## Passage given
Here’s hoping Elon Musk tanks crypto so miners will leave our RTX 3080s alone

Elon Musk on Saturday Night Live
(Image credit: NBC)

So Elon Musk made some news this week. Nope, not by absolutely whiffing it during his hosting spot on SNL, though he did indeed do that. No, the figurative lovechild of Howard Hughes and Nikola Tesla broke the hearts of a coven of crypto speculators this week when he suddenly reversed Tesla’s recent policy of accepting Bitcoin as payment for a new electric car.

On its face, this is hardly a surprise. The flagship crypto token that parades around like an actual currency has gained a huge following in recent years, sucking up raw computing power in the cryptomines and turning it into foggy carbon emissions for no real purpose other than to make wealthy investors even richer than they already are. But unlike an actual currency that you can buy something with, the price of cryptocurrencies are extremely volatile, swinging wildly up and down by the 100s if not 1000s of percentage points in less than a year.

(Excerpts of data on labeled regions)
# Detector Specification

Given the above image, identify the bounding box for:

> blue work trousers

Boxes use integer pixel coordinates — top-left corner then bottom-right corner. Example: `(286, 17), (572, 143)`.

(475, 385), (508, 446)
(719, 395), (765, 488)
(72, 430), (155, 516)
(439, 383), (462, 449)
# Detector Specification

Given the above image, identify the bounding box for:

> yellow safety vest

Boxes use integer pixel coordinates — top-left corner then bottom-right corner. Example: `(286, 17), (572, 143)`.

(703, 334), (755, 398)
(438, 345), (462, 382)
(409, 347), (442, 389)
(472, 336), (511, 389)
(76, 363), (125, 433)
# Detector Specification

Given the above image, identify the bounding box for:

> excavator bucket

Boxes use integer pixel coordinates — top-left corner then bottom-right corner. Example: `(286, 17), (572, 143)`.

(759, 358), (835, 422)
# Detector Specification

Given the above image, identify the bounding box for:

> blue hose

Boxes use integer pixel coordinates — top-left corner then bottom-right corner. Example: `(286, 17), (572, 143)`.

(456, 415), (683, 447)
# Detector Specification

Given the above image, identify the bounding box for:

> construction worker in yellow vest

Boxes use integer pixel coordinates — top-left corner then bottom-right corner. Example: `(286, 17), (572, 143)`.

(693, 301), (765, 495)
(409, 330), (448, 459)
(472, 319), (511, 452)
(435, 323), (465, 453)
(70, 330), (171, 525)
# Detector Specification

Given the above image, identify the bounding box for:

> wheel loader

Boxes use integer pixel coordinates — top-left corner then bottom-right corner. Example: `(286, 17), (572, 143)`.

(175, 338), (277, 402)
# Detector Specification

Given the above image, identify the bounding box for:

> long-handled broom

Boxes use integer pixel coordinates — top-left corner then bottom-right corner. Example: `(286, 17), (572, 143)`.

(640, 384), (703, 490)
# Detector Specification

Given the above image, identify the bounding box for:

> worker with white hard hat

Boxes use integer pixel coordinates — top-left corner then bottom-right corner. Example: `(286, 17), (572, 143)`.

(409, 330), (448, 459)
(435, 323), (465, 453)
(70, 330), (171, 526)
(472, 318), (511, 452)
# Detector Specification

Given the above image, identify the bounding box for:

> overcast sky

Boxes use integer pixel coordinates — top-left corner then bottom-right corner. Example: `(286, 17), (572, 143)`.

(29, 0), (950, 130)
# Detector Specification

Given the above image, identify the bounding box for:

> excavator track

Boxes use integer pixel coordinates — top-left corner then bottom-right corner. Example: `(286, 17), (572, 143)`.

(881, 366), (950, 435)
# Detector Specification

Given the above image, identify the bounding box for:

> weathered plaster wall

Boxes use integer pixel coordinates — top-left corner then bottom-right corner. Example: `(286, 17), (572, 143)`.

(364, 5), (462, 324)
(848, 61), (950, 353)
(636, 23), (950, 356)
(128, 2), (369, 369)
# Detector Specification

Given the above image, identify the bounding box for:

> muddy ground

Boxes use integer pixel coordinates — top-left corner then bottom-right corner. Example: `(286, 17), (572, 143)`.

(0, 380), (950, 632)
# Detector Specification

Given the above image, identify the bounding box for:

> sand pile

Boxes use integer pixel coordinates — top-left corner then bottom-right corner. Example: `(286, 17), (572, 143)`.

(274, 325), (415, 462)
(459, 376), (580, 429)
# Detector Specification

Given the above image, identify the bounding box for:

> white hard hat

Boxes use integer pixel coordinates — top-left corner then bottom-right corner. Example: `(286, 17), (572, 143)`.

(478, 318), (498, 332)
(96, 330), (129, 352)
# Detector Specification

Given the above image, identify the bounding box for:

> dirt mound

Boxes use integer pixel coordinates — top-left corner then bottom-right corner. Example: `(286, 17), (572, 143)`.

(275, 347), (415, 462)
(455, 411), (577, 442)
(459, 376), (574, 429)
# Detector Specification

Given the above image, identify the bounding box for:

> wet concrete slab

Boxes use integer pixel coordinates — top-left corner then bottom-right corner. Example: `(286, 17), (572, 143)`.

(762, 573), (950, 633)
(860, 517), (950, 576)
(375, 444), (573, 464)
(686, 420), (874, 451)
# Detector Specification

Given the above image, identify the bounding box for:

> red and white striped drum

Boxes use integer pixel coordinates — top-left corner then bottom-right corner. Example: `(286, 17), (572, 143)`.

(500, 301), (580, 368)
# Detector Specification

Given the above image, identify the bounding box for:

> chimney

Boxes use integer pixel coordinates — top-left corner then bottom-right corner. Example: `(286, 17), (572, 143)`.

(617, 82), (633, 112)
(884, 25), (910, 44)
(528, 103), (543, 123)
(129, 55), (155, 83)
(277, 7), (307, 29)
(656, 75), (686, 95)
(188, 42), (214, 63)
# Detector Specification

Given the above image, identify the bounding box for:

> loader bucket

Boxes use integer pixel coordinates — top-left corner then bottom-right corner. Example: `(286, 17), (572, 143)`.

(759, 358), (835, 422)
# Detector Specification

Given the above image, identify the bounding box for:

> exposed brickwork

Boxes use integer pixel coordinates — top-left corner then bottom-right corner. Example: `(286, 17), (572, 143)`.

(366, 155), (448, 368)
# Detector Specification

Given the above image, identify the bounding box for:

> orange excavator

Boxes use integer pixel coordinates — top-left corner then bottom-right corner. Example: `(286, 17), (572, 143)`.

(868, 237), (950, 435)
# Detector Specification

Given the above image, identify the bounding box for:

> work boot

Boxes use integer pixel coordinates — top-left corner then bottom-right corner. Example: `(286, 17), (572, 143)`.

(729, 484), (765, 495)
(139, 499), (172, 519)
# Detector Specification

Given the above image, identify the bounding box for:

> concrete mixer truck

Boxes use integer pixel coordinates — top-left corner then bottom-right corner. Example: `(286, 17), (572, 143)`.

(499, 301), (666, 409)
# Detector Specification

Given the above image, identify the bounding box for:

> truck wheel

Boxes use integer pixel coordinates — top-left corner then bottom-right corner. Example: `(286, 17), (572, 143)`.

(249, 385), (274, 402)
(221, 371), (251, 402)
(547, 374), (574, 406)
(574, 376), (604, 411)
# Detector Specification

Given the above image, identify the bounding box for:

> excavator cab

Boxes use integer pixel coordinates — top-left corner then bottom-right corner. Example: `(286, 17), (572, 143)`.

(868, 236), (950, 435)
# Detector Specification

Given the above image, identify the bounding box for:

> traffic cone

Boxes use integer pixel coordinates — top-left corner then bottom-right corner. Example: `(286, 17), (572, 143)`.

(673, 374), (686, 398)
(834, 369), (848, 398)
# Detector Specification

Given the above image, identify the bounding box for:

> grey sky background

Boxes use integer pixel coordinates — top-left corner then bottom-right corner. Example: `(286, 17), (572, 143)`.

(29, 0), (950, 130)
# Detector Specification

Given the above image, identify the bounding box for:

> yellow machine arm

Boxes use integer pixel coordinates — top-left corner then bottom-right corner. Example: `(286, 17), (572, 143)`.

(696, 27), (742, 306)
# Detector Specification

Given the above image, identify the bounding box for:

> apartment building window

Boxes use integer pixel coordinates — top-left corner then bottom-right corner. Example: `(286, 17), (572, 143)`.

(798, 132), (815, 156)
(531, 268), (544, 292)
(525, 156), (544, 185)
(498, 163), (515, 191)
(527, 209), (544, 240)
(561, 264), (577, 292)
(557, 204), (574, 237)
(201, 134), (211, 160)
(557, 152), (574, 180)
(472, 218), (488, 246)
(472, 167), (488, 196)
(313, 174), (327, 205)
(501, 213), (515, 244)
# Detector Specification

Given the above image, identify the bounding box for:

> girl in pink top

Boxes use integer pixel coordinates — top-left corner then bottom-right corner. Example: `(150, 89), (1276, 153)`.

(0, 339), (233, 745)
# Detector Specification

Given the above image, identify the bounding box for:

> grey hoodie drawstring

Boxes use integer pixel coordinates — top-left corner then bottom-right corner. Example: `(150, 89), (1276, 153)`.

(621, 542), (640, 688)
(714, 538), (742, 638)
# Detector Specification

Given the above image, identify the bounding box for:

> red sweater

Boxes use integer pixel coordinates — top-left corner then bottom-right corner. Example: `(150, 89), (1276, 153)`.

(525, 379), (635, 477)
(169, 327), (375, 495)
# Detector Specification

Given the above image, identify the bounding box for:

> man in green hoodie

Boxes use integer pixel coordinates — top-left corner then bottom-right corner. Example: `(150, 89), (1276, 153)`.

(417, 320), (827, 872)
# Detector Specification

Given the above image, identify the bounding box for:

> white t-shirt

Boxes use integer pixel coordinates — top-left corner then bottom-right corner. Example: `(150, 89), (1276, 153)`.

## To be done
[1] Answer these questions about the article on Elon Musk and crypto:
(a) Which show did Musk host?
(b) Which Tesla policy did Musk reverse?
(c) How far do cryptocurrency prices swing in less than a year?
[2] Print the records without any change, from their first line through the line containing "(70, 330), (171, 525)", with both of those lines included.
The article and the records have no connection to each other.

## Answers for the tasks
[1]
(a) Saturday Night Live (SNL).
(b) Tesla's recent policy of accepting Bitcoin as payment for a new electric car.
(c) Up and down by the 100s if not 1000s of percentage points.

[2]
# Detector Specification

Given the above image, identify the bounding box for:

> blue work trousers

Boxes use integer pixel coordinates — top-left corner then bottom-right corner. Example: `(286, 17), (572, 143)`.

(475, 385), (508, 446)
(719, 395), (765, 488)
(72, 430), (155, 516)
(439, 383), (462, 449)
# Detector Specification

Given the above image, identify the bounding box for:

> yellow safety vest

Boxes use integer pixel coordinates — top-left corner then bottom-right corner. Example: `(286, 17), (572, 143)`.

(703, 334), (755, 398)
(438, 345), (462, 382)
(409, 347), (442, 389)
(472, 336), (511, 389)
(76, 363), (125, 433)
# Detector Specification

Given the above image, identify the bounding box for:

> excavator bucket

Boxes use integer pixel coordinates — top-left corner then bottom-right corner. Example: `(286, 17), (572, 143)`.

(759, 358), (835, 422)
# Detector Specification

Given the above image, identify the bounding box for:

> blue hose

Boxes use integer pixel coordinates — top-left corner then bottom-right corner. Example: `(286, 17), (572, 143)`.

(456, 415), (683, 447)
# Detector Specification

Given the above image, identify the bounding box for:

> construction worker in yellow vest

Boxes use integer pixel coordinates — top-left corner then bottom-right corner. Example: `(286, 17), (572, 143)`.

(693, 301), (765, 495)
(409, 330), (448, 459)
(472, 319), (511, 452)
(435, 323), (465, 453)
(70, 330), (171, 525)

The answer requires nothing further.